▶ I tuoi compiti:
1 > Trasforma in un elenco puntato il paragrafo del testo su Le Fidèle che inizia con «Gino è aitante». Conserva i fatti principali.
2 > Scrivi il seguito del testo su Le Fidèle, ripartendo dopo la sua ultima frase.

È stata la pellicola che il Belgio aveva selezionato per entrare nella cinquina dei migliori film stranieri agli Oscar, ma non è riuscita poi a essere candidata appunto come Best Foreign Language Film.

La coppia Roskam-Schoenaerts era invece riuscita ad arrivare alla nomination col precedente Bullhead – La vincente ascesa di Jacky del 2011.

Le Fidèle, un film sceneggiato dallo stesso Roskam assieme a Thomas Bidegain e Noé Debré, della durata (eccessiva) di due ore e 10 minuti.

È la tragica, fatale storia di uno straordinario, indimenticabile amour fou, di una passione travolgente fra Gino Vanoirbeek (Schoenaerts) e la bellissima Bénédicte Delhany (Exarchopoulos), detta Bibi.

Gino è aitante, possente, carismatico, incontra Bibi in un circuito automobilistico e se n’innamora all’istante. Anche lei, immediatamente, come nei migliori e più romantici colpi di fulmine, viene ipnotizzata e attratta da lui. Ed esplode subito fra i due la passione infuocata, struggente.

▶ Righe del dataset:
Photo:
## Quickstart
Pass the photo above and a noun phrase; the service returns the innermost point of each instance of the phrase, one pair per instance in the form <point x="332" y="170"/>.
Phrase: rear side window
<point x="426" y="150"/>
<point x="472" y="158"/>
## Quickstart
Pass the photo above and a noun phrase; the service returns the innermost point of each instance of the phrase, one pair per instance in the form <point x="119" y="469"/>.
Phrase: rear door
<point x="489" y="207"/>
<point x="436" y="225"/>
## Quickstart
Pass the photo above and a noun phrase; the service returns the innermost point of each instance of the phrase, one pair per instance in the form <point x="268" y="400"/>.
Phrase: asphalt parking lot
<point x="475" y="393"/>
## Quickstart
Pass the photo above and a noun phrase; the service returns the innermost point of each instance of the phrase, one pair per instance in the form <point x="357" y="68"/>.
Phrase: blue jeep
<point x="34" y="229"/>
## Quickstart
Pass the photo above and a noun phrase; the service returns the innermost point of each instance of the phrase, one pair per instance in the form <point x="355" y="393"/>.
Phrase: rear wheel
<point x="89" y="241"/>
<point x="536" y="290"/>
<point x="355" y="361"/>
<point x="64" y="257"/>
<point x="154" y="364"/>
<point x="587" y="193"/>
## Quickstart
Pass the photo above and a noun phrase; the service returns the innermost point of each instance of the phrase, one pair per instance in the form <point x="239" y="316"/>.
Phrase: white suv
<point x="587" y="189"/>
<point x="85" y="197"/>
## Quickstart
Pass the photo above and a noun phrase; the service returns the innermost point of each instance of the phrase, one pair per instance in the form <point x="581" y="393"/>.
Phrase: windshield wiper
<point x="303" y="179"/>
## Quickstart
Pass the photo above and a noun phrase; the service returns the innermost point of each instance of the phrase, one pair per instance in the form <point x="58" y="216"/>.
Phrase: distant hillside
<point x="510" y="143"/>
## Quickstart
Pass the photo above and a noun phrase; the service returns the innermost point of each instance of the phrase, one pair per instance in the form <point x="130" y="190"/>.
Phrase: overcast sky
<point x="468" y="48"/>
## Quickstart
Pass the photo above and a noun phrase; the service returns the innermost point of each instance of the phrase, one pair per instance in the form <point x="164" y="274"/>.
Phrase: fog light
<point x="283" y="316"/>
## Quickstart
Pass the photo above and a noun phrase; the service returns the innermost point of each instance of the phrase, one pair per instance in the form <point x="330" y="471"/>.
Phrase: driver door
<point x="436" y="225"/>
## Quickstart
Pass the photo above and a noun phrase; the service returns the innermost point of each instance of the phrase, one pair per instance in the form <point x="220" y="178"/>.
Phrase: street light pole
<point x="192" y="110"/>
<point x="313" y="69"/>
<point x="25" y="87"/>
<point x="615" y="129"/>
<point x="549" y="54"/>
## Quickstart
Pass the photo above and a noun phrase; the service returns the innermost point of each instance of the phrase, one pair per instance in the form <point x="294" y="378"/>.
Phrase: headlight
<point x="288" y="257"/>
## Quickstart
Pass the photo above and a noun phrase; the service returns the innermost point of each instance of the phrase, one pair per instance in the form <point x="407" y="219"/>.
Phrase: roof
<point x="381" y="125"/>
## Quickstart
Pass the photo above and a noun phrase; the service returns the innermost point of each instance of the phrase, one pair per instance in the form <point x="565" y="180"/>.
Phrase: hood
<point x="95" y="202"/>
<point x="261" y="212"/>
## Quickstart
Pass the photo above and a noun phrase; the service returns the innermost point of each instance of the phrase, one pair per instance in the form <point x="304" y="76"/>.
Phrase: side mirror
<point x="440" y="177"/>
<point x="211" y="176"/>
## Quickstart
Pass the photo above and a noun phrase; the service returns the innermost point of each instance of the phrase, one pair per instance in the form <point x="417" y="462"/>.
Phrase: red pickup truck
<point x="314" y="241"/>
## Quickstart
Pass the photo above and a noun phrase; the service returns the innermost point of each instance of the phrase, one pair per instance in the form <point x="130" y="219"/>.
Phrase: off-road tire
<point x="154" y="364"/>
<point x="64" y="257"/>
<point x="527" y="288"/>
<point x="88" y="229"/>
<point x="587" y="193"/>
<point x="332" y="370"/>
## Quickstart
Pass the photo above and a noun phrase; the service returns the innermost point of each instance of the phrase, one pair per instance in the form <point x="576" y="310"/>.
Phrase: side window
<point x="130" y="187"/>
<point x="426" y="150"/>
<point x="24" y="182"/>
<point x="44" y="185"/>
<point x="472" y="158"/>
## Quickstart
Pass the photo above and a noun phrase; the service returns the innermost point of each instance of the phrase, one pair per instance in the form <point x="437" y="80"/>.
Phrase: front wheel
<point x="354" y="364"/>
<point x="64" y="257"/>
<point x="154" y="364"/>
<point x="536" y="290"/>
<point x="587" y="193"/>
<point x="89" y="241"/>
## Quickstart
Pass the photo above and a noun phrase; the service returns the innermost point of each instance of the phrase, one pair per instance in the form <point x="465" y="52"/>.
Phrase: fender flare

▶ Risposte attese:
1 >
- Gino è aitante, possente e carismatico.
- Incontra Bibi in un circuito automobilistico e si innamora di lei all'istante.
- Anche Bibi ne è subito attratta, come in un colpo di fulmine.
- Tra i due esplode immediatamente una passione infuocata e struggente.

2 >
Diventano inseparabili ma Gino sta nascondendo a Bibi un terribile segreto. Non si occupa, in realtà, d’importexport di auto, bensì è un rapinatore di banche. E i suoi amici non sono ordinari colleghi di lavoro. Sono persone malavitose come lui, un uomo che potrebbe avere tutto dalla vita ma che non riesce a emanciparsi dal suo criminoso passato perché rapinare è l’unico mestiere che lo tiene in vita.

Lei lo ama però talmente tanto da non fare una piega. Poi, una grossa rapina va male, Gino e la sua gang vengono accerchiati dalla polizia e tutti i suoi membri, incluso Gino, rispettivamente sono  condannati a quindici anni di carcere.

Bibi non si arrende, continuerà ad amarlo quando Gino sarà in permesso. E aspetterà perfino un figlio da lui.

Ma la tragedia, inevitabile, è dietro l’angolo, pronta a sbranare letalmente i loro già flebili, ultimi sogni amorosi.

Bibi si ammala di cancro, perde il bambino ma per Gino è disposta a tutto pur di garantirgli l’evasione, la libertà, come in un dramma larger than life di von Trier.

Lei forse morirà ma donerà a Gino l’illusione di una nuova, crepuscolare, devastante speranza.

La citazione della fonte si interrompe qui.